# Work to be completed:
Reproduce the listing in full, pictures excluded.

# Task inputs:
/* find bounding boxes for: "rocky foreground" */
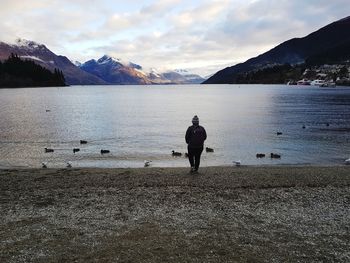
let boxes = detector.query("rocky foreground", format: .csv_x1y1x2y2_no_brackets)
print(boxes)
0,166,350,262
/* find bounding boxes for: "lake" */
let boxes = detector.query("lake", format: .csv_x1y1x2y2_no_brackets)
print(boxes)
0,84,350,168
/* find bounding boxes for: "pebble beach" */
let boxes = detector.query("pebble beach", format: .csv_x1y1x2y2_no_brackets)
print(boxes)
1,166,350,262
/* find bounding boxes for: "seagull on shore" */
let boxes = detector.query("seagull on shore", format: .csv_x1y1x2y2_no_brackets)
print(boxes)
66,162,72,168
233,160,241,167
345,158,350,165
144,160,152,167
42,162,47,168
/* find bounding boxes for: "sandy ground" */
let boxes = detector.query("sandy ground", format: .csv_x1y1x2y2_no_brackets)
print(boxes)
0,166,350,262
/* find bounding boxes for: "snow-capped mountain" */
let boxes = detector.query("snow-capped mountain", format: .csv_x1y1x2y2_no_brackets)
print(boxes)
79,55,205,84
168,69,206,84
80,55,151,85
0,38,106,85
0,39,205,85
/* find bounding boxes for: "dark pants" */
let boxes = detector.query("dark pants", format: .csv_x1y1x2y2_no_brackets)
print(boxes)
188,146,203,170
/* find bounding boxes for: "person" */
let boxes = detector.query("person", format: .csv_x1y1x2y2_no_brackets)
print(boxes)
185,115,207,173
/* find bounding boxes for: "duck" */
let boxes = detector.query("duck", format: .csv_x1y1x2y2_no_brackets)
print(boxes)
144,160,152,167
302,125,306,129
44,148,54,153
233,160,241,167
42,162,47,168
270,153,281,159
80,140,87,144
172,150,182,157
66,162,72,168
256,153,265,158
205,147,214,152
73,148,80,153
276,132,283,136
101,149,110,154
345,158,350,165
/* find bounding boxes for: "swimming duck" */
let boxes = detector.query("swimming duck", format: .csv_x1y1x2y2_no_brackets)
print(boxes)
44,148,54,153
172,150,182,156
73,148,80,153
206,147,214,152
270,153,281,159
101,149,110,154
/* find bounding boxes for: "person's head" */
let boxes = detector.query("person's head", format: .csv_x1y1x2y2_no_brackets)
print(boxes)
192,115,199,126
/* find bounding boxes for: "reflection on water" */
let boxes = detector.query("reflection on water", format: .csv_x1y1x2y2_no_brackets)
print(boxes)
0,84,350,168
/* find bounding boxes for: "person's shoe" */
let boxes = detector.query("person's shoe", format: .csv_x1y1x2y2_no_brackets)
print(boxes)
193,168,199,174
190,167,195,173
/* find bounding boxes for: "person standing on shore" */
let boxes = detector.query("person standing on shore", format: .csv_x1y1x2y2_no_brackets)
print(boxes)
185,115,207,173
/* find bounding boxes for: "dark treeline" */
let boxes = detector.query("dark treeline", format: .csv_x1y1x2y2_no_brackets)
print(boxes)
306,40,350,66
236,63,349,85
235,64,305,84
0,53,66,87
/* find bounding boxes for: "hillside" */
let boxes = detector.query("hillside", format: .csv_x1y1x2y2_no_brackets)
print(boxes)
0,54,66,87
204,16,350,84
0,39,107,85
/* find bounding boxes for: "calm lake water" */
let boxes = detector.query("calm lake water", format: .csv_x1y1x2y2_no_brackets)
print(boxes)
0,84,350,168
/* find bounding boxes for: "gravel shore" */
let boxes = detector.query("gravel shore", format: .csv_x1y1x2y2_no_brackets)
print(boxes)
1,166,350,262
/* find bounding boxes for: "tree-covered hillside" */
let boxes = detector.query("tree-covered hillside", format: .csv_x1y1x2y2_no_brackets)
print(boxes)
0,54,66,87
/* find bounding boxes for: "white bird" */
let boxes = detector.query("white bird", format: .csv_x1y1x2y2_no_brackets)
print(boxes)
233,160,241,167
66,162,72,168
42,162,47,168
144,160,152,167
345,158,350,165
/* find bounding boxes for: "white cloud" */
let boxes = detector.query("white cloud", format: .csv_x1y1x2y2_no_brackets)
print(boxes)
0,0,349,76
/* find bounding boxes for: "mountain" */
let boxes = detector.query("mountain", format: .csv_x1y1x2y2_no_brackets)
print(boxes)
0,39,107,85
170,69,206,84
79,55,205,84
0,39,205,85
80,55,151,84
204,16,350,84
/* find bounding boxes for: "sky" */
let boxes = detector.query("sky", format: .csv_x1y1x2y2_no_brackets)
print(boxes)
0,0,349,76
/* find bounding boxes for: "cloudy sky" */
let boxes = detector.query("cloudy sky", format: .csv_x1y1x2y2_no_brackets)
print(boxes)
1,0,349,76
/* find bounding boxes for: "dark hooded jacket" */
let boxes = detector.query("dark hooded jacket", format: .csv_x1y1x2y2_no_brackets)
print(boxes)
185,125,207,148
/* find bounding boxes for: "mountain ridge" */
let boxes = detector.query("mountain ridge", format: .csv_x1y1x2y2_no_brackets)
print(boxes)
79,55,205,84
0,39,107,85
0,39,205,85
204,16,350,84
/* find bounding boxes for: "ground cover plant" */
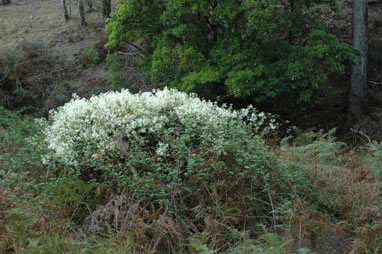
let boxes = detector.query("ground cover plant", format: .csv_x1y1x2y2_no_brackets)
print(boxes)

# Answer section:
/* find bounding boxes for: "rocky foreground" */
let boxes = detector.query("rocky foreground", format: .csv_x1y1x2y2_no_brackets)
print(boxes)
0,166,350,262
/* find bounding boxes for: "lake" */
let boxes = detector.query("lake", format: .csv_x1y1x2y2_no_brackets)
print(boxes)
0,84,350,168
/* find bounding boxes for: "pebble beach" */
let boxes = detector.query("pebble beach", format: .csv_x1y1x2y2_no_brackets)
print(boxes)
1,166,350,262
/* find bounding boxes for: "seagull on shore" */
let boxes = detector.query("seagull on shore", format: .csv_x1y1x2y2_no_brackets)
print(boxes)
66,162,72,168
233,160,241,167
345,158,350,165
144,160,152,167
42,162,47,168
/* find bounding boxes for: "sandy ground" */
let boxes = detector.query("sandy ground", format: .csv_x1y1x2y2_no_brackets)
print(boxes)
0,166,350,262
/* find bounding boxes for: "snow-capped mountain" */
let boxes = detector.query("snow-capped mountain", format: .csv_x1y1x2y2_no_brackets)
print(boxes)
79,55,205,84
168,69,206,84
80,55,151,85
0,38,106,85
0,39,205,85
/* find bounding boxes for: "dark pants" */
let boxes = detector.query("dark pants", format: .csv_x1y1x2y2_no_brackets)
print(boxes)
188,146,203,170
/* find bounding boxes for: "person" */
let boxes = detector.query("person", format: .csv_x1y1x2y2_no_brackets)
print(boxes)
185,115,207,173
/* find bounding boxes for: "duck" */
let boxes = detector.query("duck", format: .csv_x1y1x2y2_no_brackets)
print(boxes)
144,160,152,167
302,125,306,129
44,148,54,153
233,160,241,167
42,162,47,168
270,153,281,159
80,140,87,144
172,150,182,157
66,162,72,168
256,153,265,158
205,147,214,152
73,148,80,153
276,132,283,136
101,149,110,154
345,158,350,165
/* find bounding boxes for: "swimming duck" */
let boxes = detector.query("swimming duck", format: .csv_x1y1x2y2_no_brackets)
print(boxes)
44,148,54,153
172,150,182,156
73,148,80,153
206,147,214,152
270,153,281,159
101,149,110,154
/* find bounding boxes for: "person's head" */
let boxes = detector.query("person's head", format: .csv_x1y1x2y2_no_brackets)
print(boxes)
192,115,199,126
/* find bounding boxes for: "reflection on water" */
let boxes = detector.query("reflection on water", format: .csv_x1y1x2y2_no_brackets)
print(boxes)
0,84,350,168
/* find bounding boxes for: "person's shoe" */
let boxes = detector.query("person's shoe", format: .csv_x1y1x2y2_no_brackets)
print(boxes)
193,168,199,174
190,167,195,173
/* find bounding boxes for: "person standing on shore" */
let boxes = detector.query("person standing on shore", format: .csv_x1y1x2y2_no_brackets)
print(boxes)
185,115,207,173
/* find bounding boxes for: "dark treeline" */
let boxes = detector.query("dark treeline", format: .csv_x1y1x2y2_no_brackets)
print(boxes)
306,40,350,66
236,63,349,85
235,64,305,84
0,53,66,87
/* find bounding boxes for: "hillside" */
let boxes = detector.query("hillside", format: .csv_x1y1x2y2_no_brackets)
print(boxes)
0,54,66,87
204,16,350,84
0,39,107,85
/* find bounding boxes for: "calm lake water" */
let boxes = detector.query("calm lake water", format: .csv_x1y1x2y2_no_brackets)
print(boxes)
0,84,350,168
/* find bounding boxes for: "gravel shore" */
let boxes = detector.query("gravel shore", format: .csv_x1y1x2y2_no_brackets)
print(boxes)
1,166,350,262
/* find bounding boxes for: "tree-covered hillside" */
let boxes = detector.query("tree-covered hillside", format: .csv_x1y1x2y2_no_brackets)
print(boxes)
0,54,66,87
/* find bounding boxes for: "white bird" */
let boxes = detector.query("white bird", format: .csv_x1y1x2y2_no_brackets)
print(boxes)
233,160,241,167
66,162,72,168
42,162,47,168
144,160,152,167
345,158,350,165
/* find bounding boxes for: "white cloud" */
let boxes = detector.query("white cloud", format: .csv_x1y1x2y2_no_brackets)
print(boxes)
0,0,349,76
/* find bounding boxes for: "mountain" */
let boxes = detector.query("mountain", format: .csv_x1y1x2y2_no_brackets)
print(boxes)
0,39,107,85
170,69,206,84
79,55,205,84
0,39,205,85
80,55,151,84
204,16,350,84
/* find bounding boxes for: "sky" */
let boxes = detector.query("sky", format: .csv_x1y1x2y2_no_brackets)
print(boxes)
0,0,349,76
/* find bounding boxes for: "cloudy sky" */
let boxes = detector.query("cloudy sky", format: .csv_x1y1x2y2_no_brackets)
print(boxes)
1,0,349,76
/* find bounding boxes for: "dark hooded jacket" */
let boxes = detector.query("dark hooded jacket", format: .csv_x1y1x2y2_no_brackets)
print(boxes)
185,125,207,148
/* find bounding boxes for: "mountain ridge" */
let boxes = detector.query("mountain ridge", format: .csv_x1y1x2y2_no_brackets)
print(boxes)
79,55,205,84
0,39,107,85
0,39,205,85
204,16,350,84
/* find bounding boxes for: "ground cover plant" */
let boxes = detector.query("ground cover plant", format: .csv_x1y1x2y2_no_brackets)
print(boxes)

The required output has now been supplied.